▶ _Texte sélectionné_
◆ ◆ ◆ ◆ ◆

Jean Raine nous apparaît ici dans la tradition de ’l’artiste maudit" tel que le XIXè siècle nous l’a laissé : hors du monde, guettant l’alcool, en souffrance. Ce n’est pas un jeu mais la torture et la vie réelle d’un homme qui a produit une oeuvre de très haut niveau.. Pour des raisons connues et inconnues, Jean Raine s’est beaucoup mis en scène : il se fait filmer peignant presque nu, en corps à corps avec l’acte de peindre, ou reçoit la caméra dans son lit. Comme un Dali pitoyable et imprécateur. L’homme veut apparaître ainsi, tutoyant les limites traditionnelles : folie, auto-destruction, jeu de rôle. L’être souffre d’être. L’artiste, bien que connu de son milieu - il est passé par Cobra et une carrière internationale avant d’échouer à Rochetaillée - n’est pas véritablement reconnu.

◆ ◆ ◆ ◆ ◆

▶ _Données enregistrées_

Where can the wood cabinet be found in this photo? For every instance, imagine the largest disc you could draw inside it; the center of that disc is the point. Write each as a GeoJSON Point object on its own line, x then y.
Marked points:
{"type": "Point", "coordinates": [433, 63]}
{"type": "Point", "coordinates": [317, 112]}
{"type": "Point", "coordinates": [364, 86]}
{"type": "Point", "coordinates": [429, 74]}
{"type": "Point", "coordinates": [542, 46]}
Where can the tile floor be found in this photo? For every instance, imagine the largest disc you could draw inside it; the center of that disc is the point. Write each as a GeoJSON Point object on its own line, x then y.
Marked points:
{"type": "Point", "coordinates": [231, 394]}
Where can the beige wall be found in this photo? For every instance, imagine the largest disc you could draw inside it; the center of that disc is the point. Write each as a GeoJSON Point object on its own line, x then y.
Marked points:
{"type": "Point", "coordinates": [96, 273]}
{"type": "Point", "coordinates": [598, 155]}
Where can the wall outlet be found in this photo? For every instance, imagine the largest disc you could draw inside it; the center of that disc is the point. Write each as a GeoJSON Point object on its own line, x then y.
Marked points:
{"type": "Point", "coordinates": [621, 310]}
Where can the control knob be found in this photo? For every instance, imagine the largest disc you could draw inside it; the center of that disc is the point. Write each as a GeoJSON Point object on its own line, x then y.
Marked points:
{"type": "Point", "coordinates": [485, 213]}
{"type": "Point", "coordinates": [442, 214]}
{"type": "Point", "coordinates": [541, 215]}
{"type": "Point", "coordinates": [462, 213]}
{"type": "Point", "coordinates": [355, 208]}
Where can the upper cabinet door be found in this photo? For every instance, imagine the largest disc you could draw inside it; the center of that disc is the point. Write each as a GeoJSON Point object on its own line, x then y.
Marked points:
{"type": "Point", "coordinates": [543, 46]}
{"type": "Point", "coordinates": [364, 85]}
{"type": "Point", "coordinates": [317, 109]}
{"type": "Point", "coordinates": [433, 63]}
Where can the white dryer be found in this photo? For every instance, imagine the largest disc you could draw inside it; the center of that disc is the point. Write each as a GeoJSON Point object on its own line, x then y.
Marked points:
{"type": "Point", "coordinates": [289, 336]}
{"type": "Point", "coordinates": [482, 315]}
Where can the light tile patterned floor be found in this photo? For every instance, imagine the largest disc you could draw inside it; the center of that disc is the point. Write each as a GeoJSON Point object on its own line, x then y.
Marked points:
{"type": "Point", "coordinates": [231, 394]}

◆ ◆ ◆ ◆ ◆

▶ _Énoncé de tâche_
Pour chacune des affirmations ci-dessous, indiquez par oui ou par non si elle concorde avec le texte sélectionné, en citant mot pour mot le passage qui tranche.
1. Jean Raine s'est fait filmer en train de peindre presque nu.
2. Jean Raine est véritablement reconnu en tant qu'artiste.
3. Jean Raine est passé par le mouvement Cobra.

▶ _Solution proposée_
1. Oui : « il se fait filmer peignant presque nu »
2. Non : « n’est pas véritablement reconnu »
3. Oui : « il est passé par Cobra »